[Records of labeled boxes]
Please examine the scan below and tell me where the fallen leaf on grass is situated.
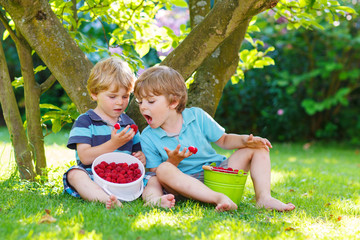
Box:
[39,209,56,224]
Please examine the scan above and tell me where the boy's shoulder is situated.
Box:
[182,107,206,118]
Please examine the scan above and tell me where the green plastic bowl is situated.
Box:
[204,167,248,205]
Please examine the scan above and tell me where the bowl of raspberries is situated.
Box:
[91,152,145,202]
[202,163,249,205]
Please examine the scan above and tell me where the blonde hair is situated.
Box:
[134,66,187,113]
[87,57,135,94]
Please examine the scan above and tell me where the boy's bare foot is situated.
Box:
[106,195,122,209]
[256,197,295,212]
[160,194,175,208]
[145,194,175,208]
[215,195,237,212]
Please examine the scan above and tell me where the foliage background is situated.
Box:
[215,1,360,144]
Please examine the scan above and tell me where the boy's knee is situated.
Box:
[156,162,177,181]
[66,169,86,183]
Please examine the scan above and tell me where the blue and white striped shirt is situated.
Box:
[67,109,141,167]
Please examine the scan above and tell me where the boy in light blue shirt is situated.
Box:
[134,66,295,211]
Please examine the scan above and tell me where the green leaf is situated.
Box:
[52,118,61,133]
[170,0,188,8]
[135,42,150,58]
[40,103,62,111]
[34,65,47,74]
[3,30,10,40]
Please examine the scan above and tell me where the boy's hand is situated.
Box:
[245,134,272,151]
[164,144,193,167]
[110,125,135,148]
[131,151,146,166]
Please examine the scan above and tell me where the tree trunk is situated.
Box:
[0,0,94,113]
[0,41,35,180]
[15,29,46,176]
[188,1,250,116]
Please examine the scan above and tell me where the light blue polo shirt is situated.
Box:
[140,107,226,174]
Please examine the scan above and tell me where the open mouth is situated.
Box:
[143,115,152,124]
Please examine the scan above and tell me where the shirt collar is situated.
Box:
[87,109,125,125]
[153,108,195,138]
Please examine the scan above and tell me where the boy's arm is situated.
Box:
[215,133,272,151]
[145,144,193,172]
[76,125,135,165]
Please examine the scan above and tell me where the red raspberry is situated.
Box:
[189,146,197,154]
[130,124,138,133]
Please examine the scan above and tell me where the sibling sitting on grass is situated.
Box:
[63,57,175,209]
[134,66,295,211]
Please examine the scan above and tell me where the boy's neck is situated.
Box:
[161,113,183,134]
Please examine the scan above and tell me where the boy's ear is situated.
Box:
[170,98,179,109]
[90,93,97,101]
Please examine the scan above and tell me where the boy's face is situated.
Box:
[138,95,177,128]
[91,86,130,122]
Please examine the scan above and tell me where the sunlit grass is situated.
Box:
[0,126,360,240]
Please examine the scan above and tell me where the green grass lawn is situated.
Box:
[0,129,360,239]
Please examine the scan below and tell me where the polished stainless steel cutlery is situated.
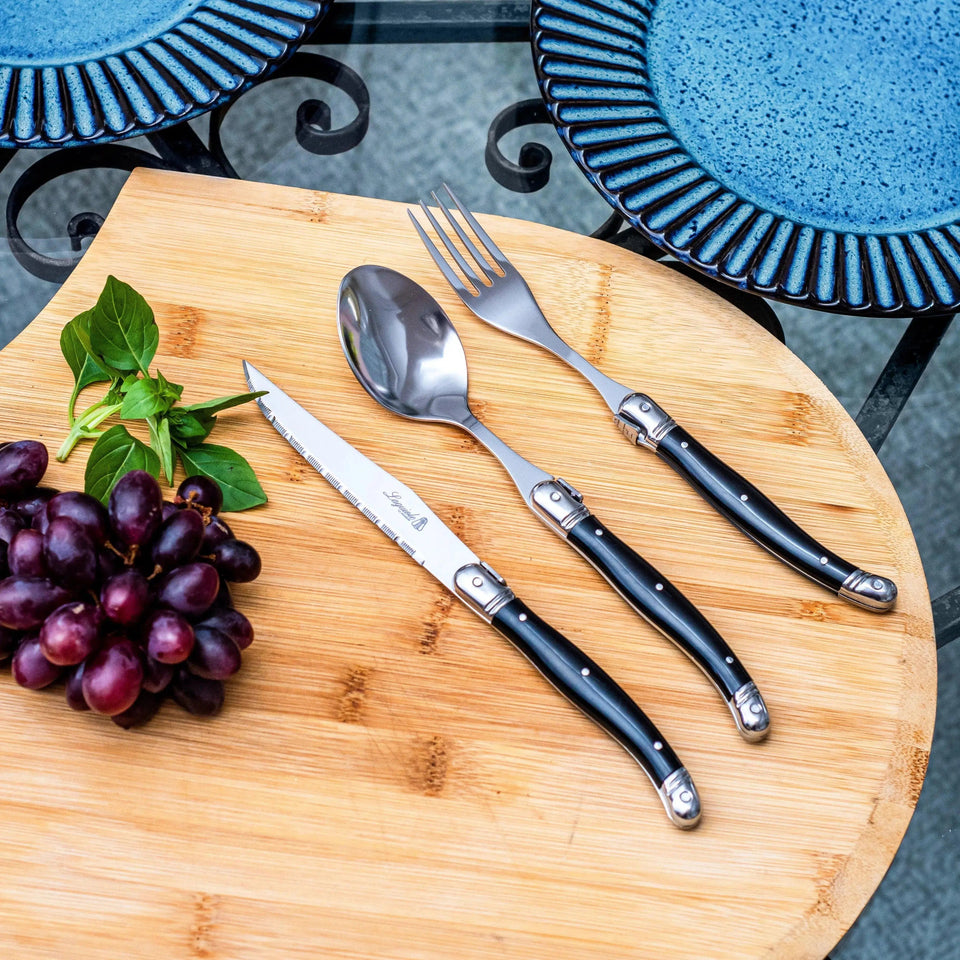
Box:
[409,187,897,612]
[243,361,700,829]
[338,265,770,741]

**DIRECTIONS**
Reproduce word for word the part of the records that opens with the line containing "Please examine the scan above and tell me where the sibling" and runs through the end of the records. Leave the pictures out.

**TASK RESULT**
Please examine the scan above and tell me where the sibling sitting on grass is situated.
Box:
[63,57,175,209]
[134,66,295,211]
Please examine the scan above and tell me where the boy's neck is situated.
Box:
[161,113,183,134]
Please examine the scan above and tell me where the boy's ear is situated.
Box:
[170,98,179,109]
[90,93,97,101]
Please examine the scan above and tell me where the boy's face is situated.
Box:
[138,95,177,128]
[91,86,130,122]
Please examine the scan above and tell me where the sunlit grass is situated.
Box:
[0,126,360,240]
Please examine the scan above and tell me where the green grass lawn is situated.
Box:
[0,129,360,239]
Please examine the scan below and tell me where the polished stainless steel cutlery is situated.
Box:
[409,187,897,612]
[243,361,700,829]
[338,265,770,741]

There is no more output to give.